Selection:

•••

Showing posts with label Homemade Terrain. Show all posts
Showing posts with label Homemade Terrain. Show all posts

Thursday, 2 February 2012

More Junk Building - Comms Transceiver Objective

I needed a new terrain piece for the second scenario of the Christmas War campaign. This had to be a key piece of Laurentian military infrastructure - something the invading Cimmerians must destroy to gain a tactical advantage. Since the Laurentian Tactical Command Network played such a key role in the first scenario , I decided a communications bunker would be the perfect objective for the second.

But what to use? I already had three modular buildings painted in Laurentian colors (like the checkpoint bunker from the first scenario). The easiest solution seemed to be adding a large satellite comms dish to one of those buildings. I've picked up a few assorted building parts from Ground Zero Games and The Scene, but never did grab either of their dishes. I had a few left over from GZG command vehicles, but they were far too small for my tastes. Then I remembered Eli's Junk Building article and started rummaging through my drawers. Here's what I ended up with after experimenting with a few bits:


Quick and dirty, but it got the job done. Parts used:
  1. The cap from a 20 oz water bottle
  2. Part of a tail rotor from a G.I.Joe Locust helicopter (been in my bits drawer for years)
  3. A small scrap of round plastic sprue
  4. A searchlight and crew hatch from a GW Imperial Vehicle Accessory Sprue.
I ended up gluing a few steel washers into the bottlecap, just to give it some extra weight and stability. It will be a nice, flexible piece once it's finished. It can stand free on the ground (it would look really nice sitting next to a parked command APC), or I can rest it on top of a building.


Once I get this comms transciever (and two more HAMR suits for my Cimmerians) painted, I'll be able to run the second scenario of the Christmas War.

Cheers,
Chris

Saturday, 14 January 2012

Junk Building By Numbers

I often see many fantastic junk builds and wonder what all goes into them. It's usually pretty obvious which parts are purchased for specific parts but it is the bits and bobs of junk and greeblies that go into it that often leave my head spinning.

•••

Given data:

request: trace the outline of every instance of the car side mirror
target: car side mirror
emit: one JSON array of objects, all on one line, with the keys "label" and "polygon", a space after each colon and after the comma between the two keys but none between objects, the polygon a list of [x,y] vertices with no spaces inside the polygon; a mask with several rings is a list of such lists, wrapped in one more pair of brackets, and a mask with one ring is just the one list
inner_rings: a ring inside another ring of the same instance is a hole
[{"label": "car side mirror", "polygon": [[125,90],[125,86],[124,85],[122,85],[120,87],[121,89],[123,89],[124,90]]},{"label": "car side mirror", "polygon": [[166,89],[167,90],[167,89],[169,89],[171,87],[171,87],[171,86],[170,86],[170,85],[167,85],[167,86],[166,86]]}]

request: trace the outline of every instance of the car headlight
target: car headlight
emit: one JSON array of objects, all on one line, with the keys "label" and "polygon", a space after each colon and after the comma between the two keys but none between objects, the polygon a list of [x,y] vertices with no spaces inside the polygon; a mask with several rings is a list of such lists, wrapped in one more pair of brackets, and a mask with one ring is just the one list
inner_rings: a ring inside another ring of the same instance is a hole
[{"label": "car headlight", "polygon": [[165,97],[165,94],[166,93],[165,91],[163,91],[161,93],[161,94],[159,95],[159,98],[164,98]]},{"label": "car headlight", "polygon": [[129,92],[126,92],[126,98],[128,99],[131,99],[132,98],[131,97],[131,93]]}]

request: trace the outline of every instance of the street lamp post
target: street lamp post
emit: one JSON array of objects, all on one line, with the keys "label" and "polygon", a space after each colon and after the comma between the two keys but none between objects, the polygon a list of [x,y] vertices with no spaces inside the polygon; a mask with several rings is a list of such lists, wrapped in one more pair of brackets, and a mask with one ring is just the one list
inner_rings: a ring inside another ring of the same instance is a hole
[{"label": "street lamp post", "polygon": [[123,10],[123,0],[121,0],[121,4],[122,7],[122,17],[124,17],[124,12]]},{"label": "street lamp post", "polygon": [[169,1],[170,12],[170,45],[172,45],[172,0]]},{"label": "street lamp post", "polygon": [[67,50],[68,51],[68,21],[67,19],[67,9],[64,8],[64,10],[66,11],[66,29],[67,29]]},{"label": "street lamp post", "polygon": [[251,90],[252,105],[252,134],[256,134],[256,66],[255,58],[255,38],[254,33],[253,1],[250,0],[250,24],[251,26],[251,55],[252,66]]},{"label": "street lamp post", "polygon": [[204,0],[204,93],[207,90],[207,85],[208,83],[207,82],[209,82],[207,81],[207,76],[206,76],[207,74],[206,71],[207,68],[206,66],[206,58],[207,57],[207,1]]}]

•••

Task to carry out: Reproduce the passage of the terrain blog post that opens with the words "Quick and dirty, but" and closes with "of a building.".

Result below:
Quick and dirty, but it got the job done. Parts used:
  1. The cap from a 20 oz water bottle
  2. Part of a tail rotor from a G.I.Joe Locust helicopter (been in my bits drawer for years)
  3. A small scrap of round plastic sprue
  4. A searchlight and crew hatch from a GW Imperial Vehicle Accessory Sprue.
I ended up gluing a few steel washers into the bottlecap, just to give it some extra weight and stability. It will be a nice, flexible piece once it's finished. It can stand free on the ground (it would look really nice sitting next to a parked command APC), or I can rest it on top of a building.